## Provided data

*** Begin section ***

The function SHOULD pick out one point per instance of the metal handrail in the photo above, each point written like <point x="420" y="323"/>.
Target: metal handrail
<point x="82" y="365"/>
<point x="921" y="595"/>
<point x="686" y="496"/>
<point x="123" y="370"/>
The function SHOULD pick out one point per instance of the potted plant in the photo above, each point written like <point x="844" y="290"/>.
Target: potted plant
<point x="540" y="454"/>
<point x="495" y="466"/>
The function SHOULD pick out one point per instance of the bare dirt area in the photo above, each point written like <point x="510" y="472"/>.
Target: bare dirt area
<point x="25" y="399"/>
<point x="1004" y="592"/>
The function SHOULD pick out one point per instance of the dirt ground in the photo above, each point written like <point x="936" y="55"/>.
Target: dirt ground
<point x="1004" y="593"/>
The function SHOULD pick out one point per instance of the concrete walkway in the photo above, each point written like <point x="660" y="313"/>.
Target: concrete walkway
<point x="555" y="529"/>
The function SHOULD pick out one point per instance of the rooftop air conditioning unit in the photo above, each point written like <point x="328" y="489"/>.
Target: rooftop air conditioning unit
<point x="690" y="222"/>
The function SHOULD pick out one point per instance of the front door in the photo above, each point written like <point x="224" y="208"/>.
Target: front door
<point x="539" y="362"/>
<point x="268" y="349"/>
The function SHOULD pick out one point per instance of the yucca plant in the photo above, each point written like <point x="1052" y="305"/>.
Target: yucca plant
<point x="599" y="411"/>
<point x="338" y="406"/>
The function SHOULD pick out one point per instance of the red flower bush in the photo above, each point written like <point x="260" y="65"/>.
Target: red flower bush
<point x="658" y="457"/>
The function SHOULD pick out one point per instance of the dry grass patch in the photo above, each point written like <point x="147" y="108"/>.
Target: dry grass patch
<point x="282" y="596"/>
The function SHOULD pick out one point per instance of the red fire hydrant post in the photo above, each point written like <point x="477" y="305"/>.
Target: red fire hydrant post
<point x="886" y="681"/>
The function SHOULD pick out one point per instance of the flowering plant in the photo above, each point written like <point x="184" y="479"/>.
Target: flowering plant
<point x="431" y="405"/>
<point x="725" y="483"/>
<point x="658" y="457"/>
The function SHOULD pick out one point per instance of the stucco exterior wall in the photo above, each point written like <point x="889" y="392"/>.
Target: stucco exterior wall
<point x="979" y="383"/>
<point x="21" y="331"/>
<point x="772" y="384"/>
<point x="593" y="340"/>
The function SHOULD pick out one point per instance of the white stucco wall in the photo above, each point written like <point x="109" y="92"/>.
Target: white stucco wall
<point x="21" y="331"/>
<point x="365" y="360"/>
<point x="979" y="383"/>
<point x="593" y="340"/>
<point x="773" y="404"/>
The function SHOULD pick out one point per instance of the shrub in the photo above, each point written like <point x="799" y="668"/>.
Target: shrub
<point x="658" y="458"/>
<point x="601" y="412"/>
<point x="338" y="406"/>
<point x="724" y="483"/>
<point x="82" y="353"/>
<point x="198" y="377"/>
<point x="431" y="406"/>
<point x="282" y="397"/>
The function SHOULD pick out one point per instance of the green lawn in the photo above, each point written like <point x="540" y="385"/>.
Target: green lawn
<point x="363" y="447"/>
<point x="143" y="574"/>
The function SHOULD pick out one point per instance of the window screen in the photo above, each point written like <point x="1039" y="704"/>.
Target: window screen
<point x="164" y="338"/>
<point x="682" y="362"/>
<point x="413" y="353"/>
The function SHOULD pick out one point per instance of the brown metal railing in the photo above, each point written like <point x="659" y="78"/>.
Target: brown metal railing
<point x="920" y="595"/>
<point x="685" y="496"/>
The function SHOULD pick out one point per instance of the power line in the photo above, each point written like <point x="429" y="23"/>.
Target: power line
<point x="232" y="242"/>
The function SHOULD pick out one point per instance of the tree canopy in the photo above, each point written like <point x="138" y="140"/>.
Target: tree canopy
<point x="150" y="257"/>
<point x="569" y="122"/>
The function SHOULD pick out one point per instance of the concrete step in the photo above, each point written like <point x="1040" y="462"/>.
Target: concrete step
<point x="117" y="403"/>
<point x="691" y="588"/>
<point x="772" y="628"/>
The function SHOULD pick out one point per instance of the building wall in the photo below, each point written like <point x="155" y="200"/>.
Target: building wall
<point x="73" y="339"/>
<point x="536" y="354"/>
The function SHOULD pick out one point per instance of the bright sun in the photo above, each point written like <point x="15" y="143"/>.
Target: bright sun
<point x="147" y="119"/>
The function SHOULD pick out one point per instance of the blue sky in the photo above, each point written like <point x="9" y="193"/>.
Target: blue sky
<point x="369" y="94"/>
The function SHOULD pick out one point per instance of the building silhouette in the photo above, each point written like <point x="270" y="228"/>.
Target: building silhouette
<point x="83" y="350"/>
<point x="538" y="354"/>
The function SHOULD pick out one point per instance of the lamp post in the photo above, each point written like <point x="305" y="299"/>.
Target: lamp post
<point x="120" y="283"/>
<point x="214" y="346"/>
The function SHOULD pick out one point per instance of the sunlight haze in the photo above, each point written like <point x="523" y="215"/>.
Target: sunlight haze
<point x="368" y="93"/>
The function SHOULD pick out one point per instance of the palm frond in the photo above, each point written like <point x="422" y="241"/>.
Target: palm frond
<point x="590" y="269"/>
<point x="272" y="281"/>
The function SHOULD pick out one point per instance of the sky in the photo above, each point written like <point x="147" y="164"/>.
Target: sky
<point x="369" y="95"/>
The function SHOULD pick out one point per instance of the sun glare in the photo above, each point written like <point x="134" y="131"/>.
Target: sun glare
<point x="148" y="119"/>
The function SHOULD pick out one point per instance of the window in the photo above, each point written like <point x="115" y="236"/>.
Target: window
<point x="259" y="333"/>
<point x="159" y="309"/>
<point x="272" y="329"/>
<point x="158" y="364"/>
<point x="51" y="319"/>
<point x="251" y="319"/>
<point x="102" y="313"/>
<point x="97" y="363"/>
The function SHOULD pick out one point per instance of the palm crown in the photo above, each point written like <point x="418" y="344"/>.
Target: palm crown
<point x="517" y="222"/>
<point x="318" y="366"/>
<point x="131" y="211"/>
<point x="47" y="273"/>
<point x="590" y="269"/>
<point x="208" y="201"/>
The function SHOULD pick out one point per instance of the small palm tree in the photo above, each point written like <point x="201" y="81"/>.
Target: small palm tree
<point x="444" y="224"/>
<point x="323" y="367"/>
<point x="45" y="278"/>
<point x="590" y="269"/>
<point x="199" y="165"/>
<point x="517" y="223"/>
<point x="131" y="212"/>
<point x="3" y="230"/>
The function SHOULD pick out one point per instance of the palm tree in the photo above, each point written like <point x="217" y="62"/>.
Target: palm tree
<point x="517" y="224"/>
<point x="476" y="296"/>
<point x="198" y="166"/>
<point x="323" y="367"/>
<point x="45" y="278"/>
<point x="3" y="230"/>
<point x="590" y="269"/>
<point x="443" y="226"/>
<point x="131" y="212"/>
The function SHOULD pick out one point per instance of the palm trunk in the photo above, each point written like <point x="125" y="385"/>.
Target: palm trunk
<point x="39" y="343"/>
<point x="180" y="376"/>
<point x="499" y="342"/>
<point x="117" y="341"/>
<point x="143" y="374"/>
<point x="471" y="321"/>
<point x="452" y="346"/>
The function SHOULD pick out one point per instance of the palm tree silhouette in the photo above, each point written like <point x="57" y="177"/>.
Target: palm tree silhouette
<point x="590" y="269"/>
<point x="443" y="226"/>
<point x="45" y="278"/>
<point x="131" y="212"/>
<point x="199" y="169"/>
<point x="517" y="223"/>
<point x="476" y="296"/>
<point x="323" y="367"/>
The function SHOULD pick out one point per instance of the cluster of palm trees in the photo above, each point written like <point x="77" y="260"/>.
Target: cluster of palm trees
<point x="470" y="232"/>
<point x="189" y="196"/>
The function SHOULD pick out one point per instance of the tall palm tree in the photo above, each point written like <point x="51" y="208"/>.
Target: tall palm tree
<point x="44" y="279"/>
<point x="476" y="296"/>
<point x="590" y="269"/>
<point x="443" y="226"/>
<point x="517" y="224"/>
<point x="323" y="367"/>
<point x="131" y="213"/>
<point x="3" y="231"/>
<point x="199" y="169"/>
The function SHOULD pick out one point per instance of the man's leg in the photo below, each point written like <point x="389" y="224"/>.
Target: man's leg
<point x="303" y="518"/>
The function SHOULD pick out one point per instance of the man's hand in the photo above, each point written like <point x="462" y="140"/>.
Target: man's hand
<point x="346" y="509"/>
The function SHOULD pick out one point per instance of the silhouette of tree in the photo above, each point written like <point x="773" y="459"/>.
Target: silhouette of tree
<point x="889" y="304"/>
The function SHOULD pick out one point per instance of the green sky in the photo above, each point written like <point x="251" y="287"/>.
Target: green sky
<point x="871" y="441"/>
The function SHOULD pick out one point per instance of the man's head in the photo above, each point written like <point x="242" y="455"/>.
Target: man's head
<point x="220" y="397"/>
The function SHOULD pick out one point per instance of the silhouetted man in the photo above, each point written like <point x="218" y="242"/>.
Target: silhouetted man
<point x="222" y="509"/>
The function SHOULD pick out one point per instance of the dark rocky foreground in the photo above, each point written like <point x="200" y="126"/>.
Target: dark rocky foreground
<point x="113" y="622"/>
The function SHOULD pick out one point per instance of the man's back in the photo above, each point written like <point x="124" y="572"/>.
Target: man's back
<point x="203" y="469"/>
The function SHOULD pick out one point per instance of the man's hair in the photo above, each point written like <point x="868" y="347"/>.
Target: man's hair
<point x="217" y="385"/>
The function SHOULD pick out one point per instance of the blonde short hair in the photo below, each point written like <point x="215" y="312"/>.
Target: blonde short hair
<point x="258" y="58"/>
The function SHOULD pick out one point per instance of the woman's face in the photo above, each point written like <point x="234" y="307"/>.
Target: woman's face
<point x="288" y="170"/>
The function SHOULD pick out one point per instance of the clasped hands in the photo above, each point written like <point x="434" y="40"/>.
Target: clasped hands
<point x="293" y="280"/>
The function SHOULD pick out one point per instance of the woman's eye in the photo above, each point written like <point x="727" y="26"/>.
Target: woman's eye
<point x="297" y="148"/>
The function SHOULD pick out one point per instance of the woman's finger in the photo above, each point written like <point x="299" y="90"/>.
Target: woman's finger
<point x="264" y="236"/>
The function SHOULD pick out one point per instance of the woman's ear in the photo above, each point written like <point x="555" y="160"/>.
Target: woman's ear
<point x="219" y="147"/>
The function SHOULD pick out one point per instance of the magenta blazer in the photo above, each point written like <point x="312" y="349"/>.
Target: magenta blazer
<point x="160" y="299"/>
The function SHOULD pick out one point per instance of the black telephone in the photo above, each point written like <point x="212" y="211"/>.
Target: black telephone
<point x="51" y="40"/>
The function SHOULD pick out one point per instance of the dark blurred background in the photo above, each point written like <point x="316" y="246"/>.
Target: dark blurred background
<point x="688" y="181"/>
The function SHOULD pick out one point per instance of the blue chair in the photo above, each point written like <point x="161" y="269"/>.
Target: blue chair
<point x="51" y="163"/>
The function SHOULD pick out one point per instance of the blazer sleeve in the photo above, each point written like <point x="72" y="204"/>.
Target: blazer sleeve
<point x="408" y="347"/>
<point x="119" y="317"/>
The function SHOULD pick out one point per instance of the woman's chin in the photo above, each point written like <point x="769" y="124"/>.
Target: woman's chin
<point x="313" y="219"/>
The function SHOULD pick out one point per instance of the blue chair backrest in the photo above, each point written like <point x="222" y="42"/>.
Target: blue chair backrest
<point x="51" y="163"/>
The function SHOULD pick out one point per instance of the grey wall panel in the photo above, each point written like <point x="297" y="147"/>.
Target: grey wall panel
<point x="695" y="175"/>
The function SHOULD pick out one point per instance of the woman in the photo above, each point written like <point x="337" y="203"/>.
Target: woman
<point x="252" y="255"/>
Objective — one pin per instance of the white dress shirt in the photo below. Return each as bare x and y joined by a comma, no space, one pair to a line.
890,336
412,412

*** End section ***

## What to work on
Return only the stretch of the material above from the line holding "Target: palm frond" through the line holding "the palm tree in", copied exactly.

## Answer box
Target: palm frond
<point x="590" y="269"/>
<point x="272" y="281"/>
The function SHOULD pick out one point per instance of the sky in the photo above, each point written like <point x="147" y="164"/>.
Target: sky
<point x="369" y="95"/>
The function SHOULD pick out one point per instance of the sun glare in the photo above, each point written like <point x="134" y="131"/>.
Target: sun glare
<point x="148" y="119"/>
The function SHOULD pick out one point per instance of the window in the photo above, each point written like <point x="115" y="236"/>.
Target: window
<point x="259" y="333"/>
<point x="159" y="309"/>
<point x="272" y="329"/>
<point x="158" y="364"/>
<point x="51" y="319"/>
<point x="251" y="319"/>
<point x="102" y="313"/>
<point x="97" y="363"/>
The function SHOULD pick out one point per instance of the palm crown in the photo above, each point written like <point x="418" y="344"/>.
Target: palm crown
<point x="517" y="222"/>
<point x="318" y="366"/>
<point x="131" y="211"/>
<point x="47" y="273"/>
<point x="590" y="269"/>
<point x="208" y="201"/>
The function SHOULD pick out one point per instance of the small palm tree in the photo above, each point written like <point x="201" y="81"/>.
Target: small palm tree
<point x="444" y="224"/>
<point x="323" y="367"/>
<point x="45" y="278"/>
<point x="590" y="269"/>
<point x="199" y="165"/>
<point x="517" y="223"/>
<point x="131" y="212"/>
<point x="3" y="230"/>
The function SHOULD pick out one point per instance of the palm tree in the photo above, each point written like <point x="217" y="62"/>.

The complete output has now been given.